===== Working data =====
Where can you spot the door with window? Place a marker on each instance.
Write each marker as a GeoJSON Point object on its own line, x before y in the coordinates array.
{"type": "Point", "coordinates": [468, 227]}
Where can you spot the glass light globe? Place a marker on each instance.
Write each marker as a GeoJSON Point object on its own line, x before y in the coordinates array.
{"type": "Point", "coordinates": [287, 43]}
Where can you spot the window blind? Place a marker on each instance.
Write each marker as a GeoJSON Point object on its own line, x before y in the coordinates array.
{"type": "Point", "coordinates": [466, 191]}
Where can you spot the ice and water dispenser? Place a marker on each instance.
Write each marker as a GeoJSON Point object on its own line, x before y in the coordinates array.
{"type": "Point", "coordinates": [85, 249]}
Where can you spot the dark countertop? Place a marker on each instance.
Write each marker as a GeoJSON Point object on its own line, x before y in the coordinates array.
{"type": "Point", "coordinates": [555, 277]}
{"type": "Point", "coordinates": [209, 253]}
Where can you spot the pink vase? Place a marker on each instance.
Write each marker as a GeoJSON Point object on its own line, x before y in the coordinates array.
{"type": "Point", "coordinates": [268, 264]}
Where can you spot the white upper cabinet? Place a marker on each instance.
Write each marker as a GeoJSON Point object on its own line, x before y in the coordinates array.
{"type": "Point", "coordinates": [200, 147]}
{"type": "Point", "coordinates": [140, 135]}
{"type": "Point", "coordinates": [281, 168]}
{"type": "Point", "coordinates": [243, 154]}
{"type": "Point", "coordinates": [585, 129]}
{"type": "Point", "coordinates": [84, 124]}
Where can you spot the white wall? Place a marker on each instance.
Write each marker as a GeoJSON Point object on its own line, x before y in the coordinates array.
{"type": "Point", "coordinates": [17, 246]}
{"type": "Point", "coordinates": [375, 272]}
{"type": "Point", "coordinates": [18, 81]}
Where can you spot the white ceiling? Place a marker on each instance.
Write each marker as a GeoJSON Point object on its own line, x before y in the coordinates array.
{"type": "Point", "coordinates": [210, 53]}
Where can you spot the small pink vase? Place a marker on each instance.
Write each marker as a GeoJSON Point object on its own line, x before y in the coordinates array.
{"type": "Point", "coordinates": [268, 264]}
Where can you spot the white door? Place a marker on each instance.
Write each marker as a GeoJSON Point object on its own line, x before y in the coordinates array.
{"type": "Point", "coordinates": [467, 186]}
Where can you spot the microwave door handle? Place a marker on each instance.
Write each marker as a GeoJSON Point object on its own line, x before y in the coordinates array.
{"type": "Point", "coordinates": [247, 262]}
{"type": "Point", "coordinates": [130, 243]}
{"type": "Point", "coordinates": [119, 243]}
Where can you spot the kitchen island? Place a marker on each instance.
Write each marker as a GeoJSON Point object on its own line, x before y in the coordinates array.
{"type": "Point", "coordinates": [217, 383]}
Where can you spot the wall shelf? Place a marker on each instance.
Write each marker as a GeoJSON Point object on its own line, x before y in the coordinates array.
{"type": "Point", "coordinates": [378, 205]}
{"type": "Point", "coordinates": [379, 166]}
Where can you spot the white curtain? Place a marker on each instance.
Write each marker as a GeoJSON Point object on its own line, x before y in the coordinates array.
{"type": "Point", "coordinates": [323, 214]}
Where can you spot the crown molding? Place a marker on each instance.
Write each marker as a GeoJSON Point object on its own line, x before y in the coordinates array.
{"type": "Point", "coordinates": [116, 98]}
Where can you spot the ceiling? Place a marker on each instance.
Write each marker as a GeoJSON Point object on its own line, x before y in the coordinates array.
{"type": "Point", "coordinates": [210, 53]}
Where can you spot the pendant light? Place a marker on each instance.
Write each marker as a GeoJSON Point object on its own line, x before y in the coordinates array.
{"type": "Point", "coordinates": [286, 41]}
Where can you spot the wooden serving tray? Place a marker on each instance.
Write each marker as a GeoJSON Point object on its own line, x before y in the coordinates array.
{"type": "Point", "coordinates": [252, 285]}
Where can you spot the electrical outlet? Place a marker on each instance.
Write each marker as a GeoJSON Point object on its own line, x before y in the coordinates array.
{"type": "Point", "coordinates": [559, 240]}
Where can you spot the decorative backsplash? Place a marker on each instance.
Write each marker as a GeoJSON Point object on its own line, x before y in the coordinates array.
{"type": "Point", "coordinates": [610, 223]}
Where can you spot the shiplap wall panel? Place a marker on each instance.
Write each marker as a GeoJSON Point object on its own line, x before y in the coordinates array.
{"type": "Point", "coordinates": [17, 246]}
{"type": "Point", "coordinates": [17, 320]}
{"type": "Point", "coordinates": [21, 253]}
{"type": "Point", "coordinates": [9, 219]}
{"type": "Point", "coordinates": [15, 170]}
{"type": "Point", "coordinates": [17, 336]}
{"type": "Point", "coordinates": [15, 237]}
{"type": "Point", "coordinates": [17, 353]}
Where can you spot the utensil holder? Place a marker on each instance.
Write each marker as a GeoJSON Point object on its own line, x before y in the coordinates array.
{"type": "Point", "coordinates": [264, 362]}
=====
Requirements: Could you write out all of the data above again, switching "marker" to "pin" wherever it occurs and leaving everything else untouched?

Exercise response:
Where can you spot the door with window? Place a pin on each instance.
Write each pin as a GeoJSON Point object on its own line, x before y in the coordinates array.
{"type": "Point", "coordinates": [468, 227]}
Where can you spot the glass light globe? Place a pin on each instance.
Write each pin as a GeoJSON Point object on its own line, x before y in the coordinates array.
{"type": "Point", "coordinates": [287, 43]}
Where can you spot the window blind? Place a pin on each instance.
Write each pin as a GeoJSON Point object on its own line, x before y in the coordinates array.
{"type": "Point", "coordinates": [466, 191]}
Where can you spot the ice and water dispenser? Place a pin on each instance.
Write each pin as a GeoJSON Point object on its own line, x before y in the coordinates array.
{"type": "Point", "coordinates": [85, 249]}
Where can you spot the dark countertop? Place a pin on each instance.
Write each pin as a GeoJSON Point object on its own line, x before y in the coordinates array.
{"type": "Point", "coordinates": [555, 277]}
{"type": "Point", "coordinates": [209, 253]}
Where can you spot the pink vase? Place a pin on each instance.
Write each pin as a GeoJSON Point object on its own line, x before y in the coordinates array.
{"type": "Point", "coordinates": [268, 264]}
Where can you spot the white upper cabinet? Place a pin on each instance.
Write each pin as a GeoJSON Point object on its own line, x before y in the coordinates array.
{"type": "Point", "coordinates": [200, 147]}
{"type": "Point", "coordinates": [140, 135]}
{"type": "Point", "coordinates": [281, 168]}
{"type": "Point", "coordinates": [243, 154]}
{"type": "Point", "coordinates": [585, 129]}
{"type": "Point", "coordinates": [84, 124]}
Where can you spot the white wall? Place a pin on each instance.
Write each pin as a GeoJSON Point object on its own line, x before y in the coordinates array.
{"type": "Point", "coordinates": [17, 246]}
{"type": "Point", "coordinates": [375, 272]}
{"type": "Point", "coordinates": [18, 81]}
Where can you spot the white ceiling? Place a pin on each instance.
Write each pin as a GeoJSON Point object on its own line, x before y in the coordinates array.
{"type": "Point", "coordinates": [210, 53]}
Where can you spot the small pink vase? Place a pin on each instance.
Write each pin as a GeoJSON Point object on its own line, x before y in the coordinates array.
{"type": "Point", "coordinates": [268, 264]}
Where can you spot the white door? Place a pin on each instance.
Write each pin as a GeoJSON Point object on its own line, x before y in the coordinates array.
{"type": "Point", "coordinates": [467, 186]}
Where can you spot the microwave door handle? Place a pin on each instance.
Write each pin as a GeoJSON Point object on its own line, x before y in the coordinates array.
{"type": "Point", "coordinates": [247, 262]}
{"type": "Point", "coordinates": [130, 243]}
{"type": "Point", "coordinates": [119, 243]}
Where can you spot the kitchen island? Place a pin on each instance.
Write each pin as a GeoJSON Point object on its own line, x before y in the coordinates array.
{"type": "Point", "coordinates": [217, 383]}
Where can you spot the wall shelf? Place a pin on each instance.
Write each pin as a GeoJSON Point object on its own line, x before y in the coordinates array.
{"type": "Point", "coordinates": [378, 205]}
{"type": "Point", "coordinates": [379, 166]}
Where can you spot the white curtain? Place a pin on each instance.
Write each pin as a GeoJSON Point object on its own line, x before y in the coordinates array.
{"type": "Point", "coordinates": [323, 214]}
Where can you spot the crown molding? Place a pin on each instance.
Write each pin as a GeoJSON Point object on its own line, x before y in the coordinates array.
{"type": "Point", "coordinates": [116, 98]}
Where can you spot the ceiling? Place a pin on each instance.
Write each pin as a GeoJSON Point object on its own line, x before y in the coordinates array.
{"type": "Point", "coordinates": [210, 53]}
Where can you spot the pendant light? Place a pin on each instance.
Write each pin as a GeoJSON Point object on its own line, x before y in the coordinates array.
{"type": "Point", "coordinates": [286, 41]}
Where can you spot the wooden serving tray? Place a pin on each instance.
Write each pin as a GeoJSON Point object on its own line, x before y in the coordinates array.
{"type": "Point", "coordinates": [252, 285]}
Where can you spot the electrical outlet? Place a pin on each instance.
Write each pin as a GeoJSON Point object on its own line, x before y in the coordinates array.
{"type": "Point", "coordinates": [559, 240]}
Where can you spot the decorative backsplash? Place a pin on each instance.
Write each pin as a GeoJSON Point object on its own line, x before y in the coordinates array.
{"type": "Point", "coordinates": [610, 223]}
Where can you spot the shiplap wall panel? Place a pin on each instance.
Write each pin as a GeoJSON Point object on its own line, x before y in the coordinates array.
{"type": "Point", "coordinates": [17, 246]}
{"type": "Point", "coordinates": [17, 320]}
{"type": "Point", "coordinates": [21, 253]}
{"type": "Point", "coordinates": [9, 219]}
{"type": "Point", "coordinates": [15, 170]}
{"type": "Point", "coordinates": [17, 336]}
{"type": "Point", "coordinates": [15, 237]}
{"type": "Point", "coordinates": [17, 353]}
Where can you spot the utensil holder? Place a pin on each instance.
Write each pin as a GeoJSON Point object on its own line, x before y in the coordinates array.
{"type": "Point", "coordinates": [264, 362]}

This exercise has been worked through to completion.